##### EXCERPTED TEXT #####

The prediction of shale gas production rates and volumes is an important part of oilfield development (Elmabrouk et al. 2014). Whether the production of shale gas wells can be predicted effectively in the future, based on the historical data, is related to the real-time adjustment of the shale gas well working schedule, thus playing the role of an assistant during decision-making (Mohammadpoor and Torabi 2018).

There are three methods to predict production rate. First is the reservoir engineering method based on basic percolation theory, for example, production decline analysis (Bahadori 2012; Miao et al. 2020; Wang 2017). This method takes into account the effects of reservoir properties, well conditions, and production control parameters on shale gas production. It is a common mathematical statistics method for predicting and analysing reservoir production performance and is one of the typical representations used in shale gas field. However, the reservoir engineering criteria are obtained for an ideal percolation environment, which will not reflect fully the phenomena and laws of actual shale gas field percolation. Furthermore, during operation, shale gas production is constantly being interfered with by various stimulation technologies (Luo et al. 2019), such as fracturing and acidizing, and the production decline analysis has certain limitations.

##### INFORMATION SHOWN #####

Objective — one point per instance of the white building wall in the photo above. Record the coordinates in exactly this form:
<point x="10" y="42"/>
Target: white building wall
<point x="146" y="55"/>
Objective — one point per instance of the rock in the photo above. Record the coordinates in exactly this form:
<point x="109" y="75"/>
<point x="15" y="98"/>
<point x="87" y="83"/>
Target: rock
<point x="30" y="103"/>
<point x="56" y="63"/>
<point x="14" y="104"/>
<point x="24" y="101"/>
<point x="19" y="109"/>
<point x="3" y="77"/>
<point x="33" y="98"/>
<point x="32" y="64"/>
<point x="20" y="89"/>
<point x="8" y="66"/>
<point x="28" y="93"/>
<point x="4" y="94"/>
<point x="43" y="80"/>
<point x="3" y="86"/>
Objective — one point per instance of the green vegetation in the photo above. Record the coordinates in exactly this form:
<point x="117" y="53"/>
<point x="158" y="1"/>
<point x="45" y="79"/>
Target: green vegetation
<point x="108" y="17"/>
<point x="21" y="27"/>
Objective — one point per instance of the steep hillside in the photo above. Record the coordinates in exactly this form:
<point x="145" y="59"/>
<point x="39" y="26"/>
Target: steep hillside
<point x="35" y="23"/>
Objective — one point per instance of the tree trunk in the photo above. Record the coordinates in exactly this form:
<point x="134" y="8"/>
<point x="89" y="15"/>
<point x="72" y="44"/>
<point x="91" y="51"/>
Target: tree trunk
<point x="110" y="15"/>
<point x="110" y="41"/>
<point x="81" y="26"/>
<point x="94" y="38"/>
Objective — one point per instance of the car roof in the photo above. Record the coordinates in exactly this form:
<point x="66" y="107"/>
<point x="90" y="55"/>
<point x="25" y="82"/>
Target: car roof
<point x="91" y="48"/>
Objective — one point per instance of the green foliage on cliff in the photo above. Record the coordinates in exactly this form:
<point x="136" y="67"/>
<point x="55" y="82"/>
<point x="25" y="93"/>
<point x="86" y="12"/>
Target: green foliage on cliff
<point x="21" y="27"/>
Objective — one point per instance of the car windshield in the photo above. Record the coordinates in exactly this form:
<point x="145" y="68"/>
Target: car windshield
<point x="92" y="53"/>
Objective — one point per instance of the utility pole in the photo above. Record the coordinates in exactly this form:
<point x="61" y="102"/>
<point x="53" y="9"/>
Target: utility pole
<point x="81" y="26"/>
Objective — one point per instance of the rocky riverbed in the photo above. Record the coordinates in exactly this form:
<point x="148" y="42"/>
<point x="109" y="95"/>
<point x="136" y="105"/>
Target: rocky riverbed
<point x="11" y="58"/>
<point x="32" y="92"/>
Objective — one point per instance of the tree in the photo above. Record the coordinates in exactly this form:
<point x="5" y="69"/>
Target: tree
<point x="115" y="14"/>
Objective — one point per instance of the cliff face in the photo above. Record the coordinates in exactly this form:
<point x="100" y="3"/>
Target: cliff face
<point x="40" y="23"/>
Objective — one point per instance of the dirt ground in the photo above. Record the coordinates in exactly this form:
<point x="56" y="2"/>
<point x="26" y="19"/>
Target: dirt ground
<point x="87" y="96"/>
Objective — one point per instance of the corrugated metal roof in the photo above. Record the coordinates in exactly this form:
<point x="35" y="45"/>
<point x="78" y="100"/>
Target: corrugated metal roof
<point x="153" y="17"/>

#####

CHALLENGE 1 ▸ List every source citation given in the shale gas passage, with its author and year as shown.
CHALLENGE 2 ▸ From the shale gas passage, extract the span that begins at the words "The prediction of" and stops after the words "and Torabi 2018).".
These rows were taken from a different source than the text.

FULL RESPONSE 1 ▸ Elmabrouk et al. 2014; Mohammadpoor and Torabi 2018; Bahadori 2012; Miao et al. 2020; Wang 2017; Luo et al. 2019

FULL RESPONSE 2 ▸
The prediction of shale gas production rates and volumes is an important part of oilfield development (Elmabrouk et al. 2014). Whether the production of shale gas wells can be predicted effectively in the future, based on the historical data, is related to the real-time adjustment of the shale gas well working schedule, thus playing the role of an assistant during decision-making (Mohammadpoor and Torabi 2018).